→ What you have to do
Retyping the records exactly, down to the last line, is the whole job.

→ Data

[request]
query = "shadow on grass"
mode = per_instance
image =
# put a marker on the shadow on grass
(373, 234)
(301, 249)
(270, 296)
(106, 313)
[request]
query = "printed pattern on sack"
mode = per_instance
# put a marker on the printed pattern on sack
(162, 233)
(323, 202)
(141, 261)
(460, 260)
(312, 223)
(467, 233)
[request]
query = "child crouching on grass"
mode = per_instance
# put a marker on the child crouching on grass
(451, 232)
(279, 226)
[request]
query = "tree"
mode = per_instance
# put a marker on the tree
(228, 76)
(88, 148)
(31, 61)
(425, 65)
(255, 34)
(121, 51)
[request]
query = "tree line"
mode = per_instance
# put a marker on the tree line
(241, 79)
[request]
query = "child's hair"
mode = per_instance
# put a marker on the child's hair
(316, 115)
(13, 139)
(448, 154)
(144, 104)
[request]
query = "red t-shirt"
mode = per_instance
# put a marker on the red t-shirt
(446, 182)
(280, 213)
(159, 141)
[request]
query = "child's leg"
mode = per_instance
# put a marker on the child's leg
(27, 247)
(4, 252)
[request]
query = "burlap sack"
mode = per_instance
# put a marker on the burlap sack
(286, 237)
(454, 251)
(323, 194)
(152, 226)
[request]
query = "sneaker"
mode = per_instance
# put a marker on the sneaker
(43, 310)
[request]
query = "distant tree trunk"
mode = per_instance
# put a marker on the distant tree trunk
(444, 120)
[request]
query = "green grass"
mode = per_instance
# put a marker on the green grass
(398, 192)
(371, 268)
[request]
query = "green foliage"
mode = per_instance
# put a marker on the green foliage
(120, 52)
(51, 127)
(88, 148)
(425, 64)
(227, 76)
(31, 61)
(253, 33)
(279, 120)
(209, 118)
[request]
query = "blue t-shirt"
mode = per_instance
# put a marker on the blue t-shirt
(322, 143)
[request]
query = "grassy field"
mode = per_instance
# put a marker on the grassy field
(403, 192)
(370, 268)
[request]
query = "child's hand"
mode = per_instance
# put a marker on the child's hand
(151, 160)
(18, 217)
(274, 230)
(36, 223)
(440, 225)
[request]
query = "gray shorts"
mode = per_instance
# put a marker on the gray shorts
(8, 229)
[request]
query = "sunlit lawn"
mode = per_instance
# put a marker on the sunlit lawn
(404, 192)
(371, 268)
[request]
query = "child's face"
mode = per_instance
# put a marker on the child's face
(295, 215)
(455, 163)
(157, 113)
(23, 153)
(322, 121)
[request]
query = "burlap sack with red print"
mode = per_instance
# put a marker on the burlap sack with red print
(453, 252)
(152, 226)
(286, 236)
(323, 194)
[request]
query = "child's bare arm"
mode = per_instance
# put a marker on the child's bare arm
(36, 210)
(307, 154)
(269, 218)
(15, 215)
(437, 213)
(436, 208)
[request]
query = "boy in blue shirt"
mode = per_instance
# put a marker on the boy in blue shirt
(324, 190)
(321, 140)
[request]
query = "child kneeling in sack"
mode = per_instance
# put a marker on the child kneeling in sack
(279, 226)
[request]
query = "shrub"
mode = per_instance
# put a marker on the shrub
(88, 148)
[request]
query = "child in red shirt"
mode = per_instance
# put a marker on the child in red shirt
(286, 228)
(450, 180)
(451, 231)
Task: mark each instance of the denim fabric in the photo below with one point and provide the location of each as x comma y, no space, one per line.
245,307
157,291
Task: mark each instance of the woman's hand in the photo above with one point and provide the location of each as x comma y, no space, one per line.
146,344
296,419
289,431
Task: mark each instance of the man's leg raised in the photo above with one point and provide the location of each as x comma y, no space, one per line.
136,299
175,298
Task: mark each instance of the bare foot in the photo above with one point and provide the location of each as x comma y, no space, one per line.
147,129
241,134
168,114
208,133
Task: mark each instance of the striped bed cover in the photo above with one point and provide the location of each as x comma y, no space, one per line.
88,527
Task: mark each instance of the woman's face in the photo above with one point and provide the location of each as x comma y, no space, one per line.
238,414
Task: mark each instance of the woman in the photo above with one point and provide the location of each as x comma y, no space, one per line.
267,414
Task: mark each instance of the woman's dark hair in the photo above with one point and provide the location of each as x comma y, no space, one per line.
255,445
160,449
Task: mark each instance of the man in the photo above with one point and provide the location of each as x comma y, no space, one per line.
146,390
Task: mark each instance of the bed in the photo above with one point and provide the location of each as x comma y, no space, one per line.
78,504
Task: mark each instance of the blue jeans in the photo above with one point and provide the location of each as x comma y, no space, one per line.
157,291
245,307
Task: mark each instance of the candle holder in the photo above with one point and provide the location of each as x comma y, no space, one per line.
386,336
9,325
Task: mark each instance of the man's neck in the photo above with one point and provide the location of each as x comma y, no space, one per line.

→ Answer for the task
[request]
query = "shadow on grass"
mode = per_instance
image =
# put a marker on the shadow on grass
(373, 234)
(301, 249)
(270, 296)
(106, 313)
[request]
query = "printed pattern on sack"
mode = per_instance
# put a marker on the printed pattern on sack
(162, 233)
(323, 202)
(141, 261)
(460, 260)
(312, 223)
(467, 233)
[request]
query = "child crouching on grass"
mode = per_instance
# put a marker on the child crouching on grass
(451, 232)
(279, 226)
[request]
query = "tree"
mode = per_instance
# put a marker on the tree
(228, 76)
(88, 148)
(31, 61)
(425, 65)
(255, 34)
(121, 51)
[request]
query = "tree line"
mode = per_instance
# put a marker on the tree line
(241, 79)
[request]
query = "child's hair"
mode = per_instance
# put a marker on the child's hair
(316, 115)
(13, 139)
(448, 154)
(144, 104)
[request]
query = "red t-shirt"
mode = per_instance
# put a marker on the red t-shirt
(446, 182)
(280, 213)
(159, 141)
[request]
query = "child's leg"
mode = per_instance
# put a marker on the child's leg
(27, 247)
(4, 252)
[request]
query = "burlap sack"
mode = per_instance
# put a marker on the burlap sack
(286, 237)
(454, 251)
(323, 194)
(152, 226)
[request]
query = "sneaker"
mode = per_instance
# put a marker on the sneaker
(43, 310)
[request]
query = "distant tree trunk"
mode = per_instance
# put a marker on the distant tree trunk
(444, 120)
[request]
query = "green grass"
mode = per_instance
# put a marker on the green grass
(398, 192)
(371, 268)
[request]
query = "green foliage"
mode = per_instance
# put a marker on the green foliage
(120, 52)
(51, 127)
(88, 148)
(425, 64)
(227, 76)
(31, 61)
(253, 33)
(279, 120)
(209, 118)
[request]
query = "blue t-shirt"
mode = per_instance
# put a marker on the blue t-shirt
(322, 143)
[request]
query = "grassy field"
mode = per_instance
# put a marker on the grassy field
(403, 192)
(370, 268)
[request]
query = "child's hand"
mode = per_instance
# put a marker on the child's hand
(151, 160)
(18, 217)
(274, 230)
(36, 223)
(440, 225)
[request]
query = "gray shorts"
mode = per_instance
# put a marker on the gray shorts
(8, 229)
[request]
query = "sunlit lawn"
mode = per_instance
# put a marker on the sunlit lawn
(404, 192)
(371, 268)
[request]
query = "child's face"
mode = per_instance
# put a marker on the child's face
(295, 215)
(455, 163)
(157, 113)
(23, 153)
(322, 121)
[request]
query = "burlap sack with red print"
mode = per_instance
# put a marker on the burlap sack with red print
(453, 252)
(152, 226)
(286, 236)
(323, 194)
[request]
query = "child's bare arm"
mode = per_instance
# put a marker on the child's bare arm
(36, 210)
(307, 154)
(269, 218)
(15, 215)
(437, 213)
(436, 208)
[request]
query = "boy in blue shirt"
mode = per_instance
# put a marker on the boy in blue shirt
(324, 190)
(321, 140)
[request]
query = "child kneeling in sack"
mode = per_instance
# put a marker on the child kneeling in sack
(279, 226)
[request]
query = "shrub"
mode = per_instance
# put a marker on the shrub
(88, 148)
[request]
query = "child in red shirt"
mode = per_instance
# put a marker on the child in red shirt
(286, 228)
(450, 180)
(451, 231)
Task: mark each instance of the denim fabric in the photo below with one point and provide the location of each as x comma y, no space, one per line.
245,307
157,291
Task: mark each instance of the woman's hand in the photo above with one point and provide the location of each as x comma y, no space, one per line.
146,344
296,419
289,431
Task: mark each instance of the man's leg raised in the photo above with one point and provide the location of each as x comma y, no space, one per line.
136,299
175,298
Task: mark each instance of the bare foot in the photo above with one point and provide the location of each as x comma y, no space, one per line.
147,129
241,134
168,114
208,133
Task: mark each instance of the striped bed cover in the photo above with one point and provide the location of each as x comma y, no space, one per line.
88,527
Task: mark each instance of the woman's face in the photo above with one point and provide the location of each as x comma y, no space, one per line.
238,414
Task: mark each instance of the woman in the photo above with one point and provide the location of each as x comma y, no space, one per line.
267,414
Task: mark each instance of the woman's dark hair in the photo above with one point and provide the location of each as x comma y, no space, one per line.
255,445
160,449
Task: mark each instance of the man in the photo above with one point and provide the location of each as x comma y, no space, one per line.
146,390
Task: mark each instance of the bed in the photo above with one point and provide the location of each as x comma y, no space, one per line.
78,504
Task: mark each instance of the blue jeans in the photo above with one point and provide the location of each as x comma y, no space, one per line.
157,291
245,307
Task: mark each instance of the candle holder in the photo above with one point and provide the location of each as x comma y, no space, one per line.
386,336
9,325
Task: mark each instance of the man's neck in the photo above with one point and provide the location of each as x comma y, no space, one per line.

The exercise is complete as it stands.